**WORK REQUIRED:** Edit the lines starting with the line containing "task: segment every instance of the white" and going on through the line containing "43 105 L 40", replacing "white cleat" with "white soccer cleat" and keeping everything else unchanged.

==== STORED ROWS ====

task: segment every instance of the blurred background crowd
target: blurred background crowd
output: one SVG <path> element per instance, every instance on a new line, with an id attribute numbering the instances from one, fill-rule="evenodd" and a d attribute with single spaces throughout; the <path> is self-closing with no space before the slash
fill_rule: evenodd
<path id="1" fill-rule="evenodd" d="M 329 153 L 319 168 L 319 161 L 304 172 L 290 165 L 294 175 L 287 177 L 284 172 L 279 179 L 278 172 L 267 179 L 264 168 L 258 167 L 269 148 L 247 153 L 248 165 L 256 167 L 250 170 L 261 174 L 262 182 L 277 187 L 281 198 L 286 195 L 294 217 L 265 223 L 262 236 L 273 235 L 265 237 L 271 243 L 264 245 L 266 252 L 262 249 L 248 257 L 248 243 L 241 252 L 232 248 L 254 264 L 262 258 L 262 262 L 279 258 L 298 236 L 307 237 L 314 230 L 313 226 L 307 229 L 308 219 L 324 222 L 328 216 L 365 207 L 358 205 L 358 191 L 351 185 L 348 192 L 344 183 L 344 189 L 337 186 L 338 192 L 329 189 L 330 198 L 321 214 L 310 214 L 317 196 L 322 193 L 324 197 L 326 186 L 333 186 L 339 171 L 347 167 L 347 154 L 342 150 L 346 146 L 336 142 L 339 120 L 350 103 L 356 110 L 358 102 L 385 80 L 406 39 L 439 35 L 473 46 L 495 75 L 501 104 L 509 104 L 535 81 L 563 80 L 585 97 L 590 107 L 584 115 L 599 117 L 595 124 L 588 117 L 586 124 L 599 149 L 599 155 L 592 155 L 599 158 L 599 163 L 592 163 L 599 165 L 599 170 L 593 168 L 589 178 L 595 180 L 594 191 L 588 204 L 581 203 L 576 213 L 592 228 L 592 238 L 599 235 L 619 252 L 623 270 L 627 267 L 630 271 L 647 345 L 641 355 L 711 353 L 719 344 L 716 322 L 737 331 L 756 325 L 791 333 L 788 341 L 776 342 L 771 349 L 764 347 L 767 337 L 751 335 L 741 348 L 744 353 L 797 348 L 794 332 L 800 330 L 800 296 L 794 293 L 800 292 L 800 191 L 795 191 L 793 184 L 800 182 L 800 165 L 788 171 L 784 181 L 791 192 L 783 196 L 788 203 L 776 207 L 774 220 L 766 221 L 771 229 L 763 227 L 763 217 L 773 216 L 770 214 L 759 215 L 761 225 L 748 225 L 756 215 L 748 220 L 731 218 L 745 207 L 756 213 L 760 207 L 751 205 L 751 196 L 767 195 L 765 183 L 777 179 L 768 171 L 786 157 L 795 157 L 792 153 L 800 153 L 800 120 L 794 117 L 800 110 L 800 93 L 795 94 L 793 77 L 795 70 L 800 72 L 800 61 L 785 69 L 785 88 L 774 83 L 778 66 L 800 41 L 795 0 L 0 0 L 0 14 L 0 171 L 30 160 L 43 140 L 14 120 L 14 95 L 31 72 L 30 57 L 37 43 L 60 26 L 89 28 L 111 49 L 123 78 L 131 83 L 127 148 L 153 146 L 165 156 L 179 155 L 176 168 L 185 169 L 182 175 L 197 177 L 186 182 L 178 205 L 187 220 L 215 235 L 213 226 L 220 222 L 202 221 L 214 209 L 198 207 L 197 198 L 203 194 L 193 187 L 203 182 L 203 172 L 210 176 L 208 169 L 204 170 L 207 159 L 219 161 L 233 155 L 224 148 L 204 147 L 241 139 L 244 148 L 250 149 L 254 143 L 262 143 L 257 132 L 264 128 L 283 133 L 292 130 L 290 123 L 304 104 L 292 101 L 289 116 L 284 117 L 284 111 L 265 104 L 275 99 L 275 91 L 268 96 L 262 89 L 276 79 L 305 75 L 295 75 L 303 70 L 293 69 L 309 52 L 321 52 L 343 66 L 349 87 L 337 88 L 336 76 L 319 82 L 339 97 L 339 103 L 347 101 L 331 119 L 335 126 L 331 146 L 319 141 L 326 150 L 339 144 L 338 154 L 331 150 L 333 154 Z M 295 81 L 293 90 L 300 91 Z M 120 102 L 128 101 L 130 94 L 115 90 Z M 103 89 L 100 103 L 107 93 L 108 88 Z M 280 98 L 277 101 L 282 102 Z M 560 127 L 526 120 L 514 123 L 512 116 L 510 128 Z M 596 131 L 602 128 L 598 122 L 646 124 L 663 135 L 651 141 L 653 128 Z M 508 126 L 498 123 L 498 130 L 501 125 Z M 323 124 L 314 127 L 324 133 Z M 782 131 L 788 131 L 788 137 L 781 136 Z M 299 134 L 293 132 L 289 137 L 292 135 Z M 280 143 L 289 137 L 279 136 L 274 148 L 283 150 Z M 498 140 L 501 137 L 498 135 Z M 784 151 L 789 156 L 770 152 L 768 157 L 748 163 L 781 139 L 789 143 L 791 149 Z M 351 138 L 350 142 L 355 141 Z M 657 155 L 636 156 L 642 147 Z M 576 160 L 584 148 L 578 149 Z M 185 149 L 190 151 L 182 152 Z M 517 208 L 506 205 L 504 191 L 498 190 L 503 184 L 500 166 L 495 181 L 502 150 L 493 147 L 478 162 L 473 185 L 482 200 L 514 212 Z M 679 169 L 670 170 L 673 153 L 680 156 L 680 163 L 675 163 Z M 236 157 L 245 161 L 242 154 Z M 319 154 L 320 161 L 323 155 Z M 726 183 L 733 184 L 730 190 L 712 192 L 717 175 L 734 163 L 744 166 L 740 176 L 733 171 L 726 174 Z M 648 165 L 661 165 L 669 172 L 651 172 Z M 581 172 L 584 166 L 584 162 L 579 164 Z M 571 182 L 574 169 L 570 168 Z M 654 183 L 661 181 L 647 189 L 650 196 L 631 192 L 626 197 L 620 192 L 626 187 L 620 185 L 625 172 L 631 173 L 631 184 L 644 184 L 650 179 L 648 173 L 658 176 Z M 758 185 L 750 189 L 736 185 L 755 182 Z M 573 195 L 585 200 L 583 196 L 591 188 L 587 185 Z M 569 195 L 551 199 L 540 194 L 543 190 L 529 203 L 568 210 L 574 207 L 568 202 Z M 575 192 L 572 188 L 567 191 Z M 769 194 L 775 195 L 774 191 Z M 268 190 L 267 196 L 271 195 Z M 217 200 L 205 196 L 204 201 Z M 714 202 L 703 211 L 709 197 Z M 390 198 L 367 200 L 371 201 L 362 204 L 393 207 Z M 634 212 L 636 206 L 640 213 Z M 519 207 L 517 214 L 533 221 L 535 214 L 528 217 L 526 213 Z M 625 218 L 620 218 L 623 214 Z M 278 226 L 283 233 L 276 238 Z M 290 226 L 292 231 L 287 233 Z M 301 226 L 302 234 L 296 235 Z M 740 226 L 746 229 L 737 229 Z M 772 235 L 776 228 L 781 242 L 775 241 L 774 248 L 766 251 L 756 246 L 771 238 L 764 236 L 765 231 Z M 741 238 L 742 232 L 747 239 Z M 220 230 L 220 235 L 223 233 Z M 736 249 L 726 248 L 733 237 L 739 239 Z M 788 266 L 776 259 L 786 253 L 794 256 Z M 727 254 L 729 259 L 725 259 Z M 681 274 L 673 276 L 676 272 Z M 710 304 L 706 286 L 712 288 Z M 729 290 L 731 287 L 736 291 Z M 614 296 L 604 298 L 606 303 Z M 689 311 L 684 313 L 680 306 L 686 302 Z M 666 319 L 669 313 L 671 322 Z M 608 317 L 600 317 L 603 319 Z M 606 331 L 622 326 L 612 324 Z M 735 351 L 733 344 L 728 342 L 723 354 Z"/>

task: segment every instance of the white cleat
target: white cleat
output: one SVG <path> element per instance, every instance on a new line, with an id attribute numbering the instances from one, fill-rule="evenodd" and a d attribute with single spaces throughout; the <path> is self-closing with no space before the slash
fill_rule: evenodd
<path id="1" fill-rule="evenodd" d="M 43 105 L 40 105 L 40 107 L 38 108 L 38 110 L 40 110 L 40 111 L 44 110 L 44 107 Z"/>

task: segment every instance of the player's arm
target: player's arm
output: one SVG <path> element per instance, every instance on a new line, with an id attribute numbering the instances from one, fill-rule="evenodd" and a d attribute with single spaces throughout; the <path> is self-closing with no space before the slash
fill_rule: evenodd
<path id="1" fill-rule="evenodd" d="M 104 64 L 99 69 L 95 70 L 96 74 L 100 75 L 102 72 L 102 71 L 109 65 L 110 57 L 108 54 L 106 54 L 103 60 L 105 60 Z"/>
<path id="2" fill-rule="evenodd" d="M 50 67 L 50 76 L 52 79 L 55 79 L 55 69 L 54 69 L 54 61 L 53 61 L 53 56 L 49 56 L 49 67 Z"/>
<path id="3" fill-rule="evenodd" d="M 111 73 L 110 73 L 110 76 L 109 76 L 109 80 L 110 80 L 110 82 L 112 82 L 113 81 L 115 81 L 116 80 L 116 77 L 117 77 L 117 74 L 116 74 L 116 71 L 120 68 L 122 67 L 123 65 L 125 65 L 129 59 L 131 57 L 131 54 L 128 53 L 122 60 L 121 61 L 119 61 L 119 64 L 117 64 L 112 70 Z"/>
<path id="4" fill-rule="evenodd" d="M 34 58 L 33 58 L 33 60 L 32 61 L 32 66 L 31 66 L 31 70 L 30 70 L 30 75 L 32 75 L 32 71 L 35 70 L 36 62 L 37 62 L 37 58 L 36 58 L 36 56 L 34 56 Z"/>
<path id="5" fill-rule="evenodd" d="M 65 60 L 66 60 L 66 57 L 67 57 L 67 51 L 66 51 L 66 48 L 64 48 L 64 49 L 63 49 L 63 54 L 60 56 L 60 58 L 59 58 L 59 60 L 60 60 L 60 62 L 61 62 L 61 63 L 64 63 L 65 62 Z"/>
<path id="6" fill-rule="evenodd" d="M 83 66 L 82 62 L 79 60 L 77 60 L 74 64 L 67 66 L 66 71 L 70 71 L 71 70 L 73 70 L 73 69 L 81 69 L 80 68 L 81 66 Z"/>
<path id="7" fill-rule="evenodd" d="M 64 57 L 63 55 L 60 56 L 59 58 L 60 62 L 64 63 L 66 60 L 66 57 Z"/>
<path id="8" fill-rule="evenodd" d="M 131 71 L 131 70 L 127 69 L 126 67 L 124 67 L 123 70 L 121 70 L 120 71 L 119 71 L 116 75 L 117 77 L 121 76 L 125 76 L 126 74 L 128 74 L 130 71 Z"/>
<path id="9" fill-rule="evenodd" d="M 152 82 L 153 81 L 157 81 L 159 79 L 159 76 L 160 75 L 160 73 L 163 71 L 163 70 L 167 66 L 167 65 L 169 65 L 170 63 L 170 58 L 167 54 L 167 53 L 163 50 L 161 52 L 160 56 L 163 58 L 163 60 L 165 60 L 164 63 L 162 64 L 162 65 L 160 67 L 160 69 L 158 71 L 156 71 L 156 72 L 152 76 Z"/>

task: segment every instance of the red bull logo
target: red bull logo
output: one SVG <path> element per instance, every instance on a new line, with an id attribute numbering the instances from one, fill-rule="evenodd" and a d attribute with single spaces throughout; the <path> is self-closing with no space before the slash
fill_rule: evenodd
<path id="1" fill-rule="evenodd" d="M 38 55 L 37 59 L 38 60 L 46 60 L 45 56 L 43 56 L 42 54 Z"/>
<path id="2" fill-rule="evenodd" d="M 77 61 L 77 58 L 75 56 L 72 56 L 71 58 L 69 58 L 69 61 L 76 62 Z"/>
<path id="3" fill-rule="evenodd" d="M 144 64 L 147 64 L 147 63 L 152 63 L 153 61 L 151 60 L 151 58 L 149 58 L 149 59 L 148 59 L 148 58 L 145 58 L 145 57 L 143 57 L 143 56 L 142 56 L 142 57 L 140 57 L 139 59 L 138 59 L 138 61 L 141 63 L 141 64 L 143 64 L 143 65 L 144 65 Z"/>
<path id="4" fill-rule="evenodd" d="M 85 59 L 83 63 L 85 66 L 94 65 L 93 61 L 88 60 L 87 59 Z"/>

====

**EXPECTED ANSWER:**
task: segment every instance of the white soccer cleat
target: white soccer cleat
output: one SVG <path> element per instance, every instance on a new line, with an id attribute numbering the instances from one, fill-rule="evenodd" and a d attribute with single spaces throughout; the <path> is self-closing with no space before the slash
fill_rule: evenodd
<path id="1" fill-rule="evenodd" d="M 43 105 L 40 105 L 40 107 L 38 108 L 38 110 L 40 110 L 40 111 L 44 110 L 44 107 Z"/>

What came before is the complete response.